**What the task requires**
Resume the notebook on Bayesian estimation of municipal incomes, picking up right after its final sentence.

**Given passage**

— START —

In [None]:
!pip install gdown
!gdown https://drive.google.com/uc?id=1GW1pjKOCoKOlC4Jqbqql_ghYD_n0iC6O
!gdown https://drive.google.com/uc?id=1FInZ2jrlZGNColU4sHF9JKGHP39fTVut
!gdown https://drive.google.com/uc?id=1n1qS6dcVVKcVJOuUIIm0VTz6cSyrtzDH

## Data & library imports

In [None]:
import pandas as pd
import plotly.express as px
import numpy as np
from scipy.stats import norm, lognorm

In [None]:
income = pd.read_csv('BDL municipality incomes 2015-2020.csv', sep=';', dtype={'Code': 'str'})

**Exercise 1.** In the first exercise, we'll perform a bayesian estimation of the mean income of municipalities based on a random sample. The sample is already selected in the cell below. For simplicity, we'll assume that the income and its mean are normally distributed, and that the frequentist estimator of the standard deviation always gives us the correct answer (so that we can use a model with a known variance).  

First, using the $3\sigma$ rule, calculate the hyperparameters for priors that assume:
1. 99% probability that the mean income is between $10^4$ and $10^{12}$ PLN (a *weakly informative* prior),
2. 99% probability that the mean income is between $10^6$ and $2\cdot 10^8$ PLN (a *moderately informative* prior),
3. 99% probability that the mean income is between $4\cdot 10^7$ and $6 \cdot 10^7$ PLN (a *strongly informative* prior),
4. 99% probability that the mean income is between $8 \cdot 10^7$ and $10^8$ PLN (a strongly informative, but *incorrect* prior).

Write a function that takes the prior parameters, the mean and standard deviation estimated from the random sample, and the size of the sample, and returns the hyperparameters of the posterior distribution (the posterior mean and standard deviation). You can use the formulas from the description of this notebook or look them up at the [Wikipedia article](https://en.wikipedia.org/wiki/Conjugate_prior).

— END —

**Location labeling records**
— START —

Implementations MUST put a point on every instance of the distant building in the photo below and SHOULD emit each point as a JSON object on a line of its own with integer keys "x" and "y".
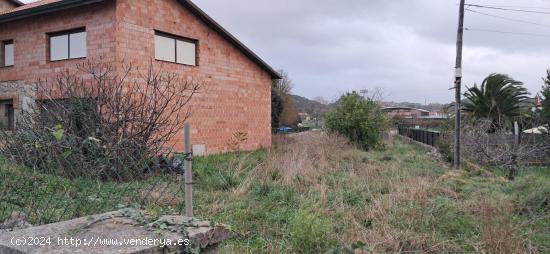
{"x": 406, "y": 112}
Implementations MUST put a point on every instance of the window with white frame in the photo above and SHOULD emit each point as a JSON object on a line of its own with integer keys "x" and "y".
{"x": 175, "y": 49}
{"x": 7, "y": 53}
{"x": 68, "y": 45}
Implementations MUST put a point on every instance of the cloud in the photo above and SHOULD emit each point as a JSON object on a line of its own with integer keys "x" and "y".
{"x": 405, "y": 47}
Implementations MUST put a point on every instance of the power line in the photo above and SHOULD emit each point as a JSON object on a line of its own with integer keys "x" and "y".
{"x": 506, "y": 9}
{"x": 509, "y": 19}
{"x": 506, "y": 32}
{"x": 520, "y": 7}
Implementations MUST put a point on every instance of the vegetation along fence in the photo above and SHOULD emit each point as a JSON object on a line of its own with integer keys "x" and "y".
{"x": 55, "y": 176}
{"x": 424, "y": 136}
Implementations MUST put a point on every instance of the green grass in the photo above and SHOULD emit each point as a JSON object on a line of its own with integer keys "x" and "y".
{"x": 394, "y": 200}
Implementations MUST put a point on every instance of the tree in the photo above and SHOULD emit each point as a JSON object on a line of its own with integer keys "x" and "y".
{"x": 106, "y": 126}
{"x": 500, "y": 99}
{"x": 361, "y": 120}
{"x": 289, "y": 116}
{"x": 545, "y": 114}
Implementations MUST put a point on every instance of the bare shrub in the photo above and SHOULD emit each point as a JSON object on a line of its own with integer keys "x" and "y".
{"x": 485, "y": 144}
{"x": 93, "y": 122}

— END —

**Written answer**
Using the `norm.pdf` function, compute the posterior probability densities in points given by `x = np.linspace(1e06, 2e08, 501)` for all four priors. Visualize the densities on a plot. Annotate the plot with the true mean income and the value of the frequentist estimator (i.e. the arithmetic mean of the sample). Hint: create a data frame `posterior_pdf = pd.DataFrame({'x': x})` and add columns with the computed density values. Next, use `posterior_pdf = posterior_pdf.melt(id_vars='x', var_name="Type of prior")` to get the data in a format suitable for plotting with `plotly.express`. Use the `fig = px.line()` function for plotting and `fig.add_vline()` to annotate the plots.  

Create a plot showing the probability density function of the moderately informative prior and the corresponding posterior. Answer the following questions: How did the sample influence the prior distributions? Is there a large difference between the posteriors for the weakly and the moderately informative priors? What is the effect of incorrectly specifying the prior compared to specifying a prior with a large variance?

What happens if you increase the size of the sample?  


In [None]:
## Get the data:
income2020 = income['2020'].dropna()
true_mean, true_sd = income2020.mean(), income2020.std()
print('True mean:', round(true_mean), 'and standard deviation:', round(true_sd))
## Get the sample:
N = 36
#income_sample = income2020.sample(N)
income_sample = income2020[[2241, 1980, 2436,  979, 1064, 2146, 1983,  464, 1262,  318, 2429,
                            1609, 2320, 1383,  813, 1948, 2392, 1930, 1751, 1330, 1586,  856,
                            1149, 2369, 2189, 1993, 1911,  225,  546,  843, 1389,  821,  338,
                            1986, 1132, 1077]]
## Frequentist estimate:
mu_estim = income_sample.mean()
sd_estim = income_sample.std()
print('Estimated mean:', round(mu_estim), 'and standard deviation:', round(sd_estim))
## Write the rest of your code here. 

In [None]:
### Solution for the tutors.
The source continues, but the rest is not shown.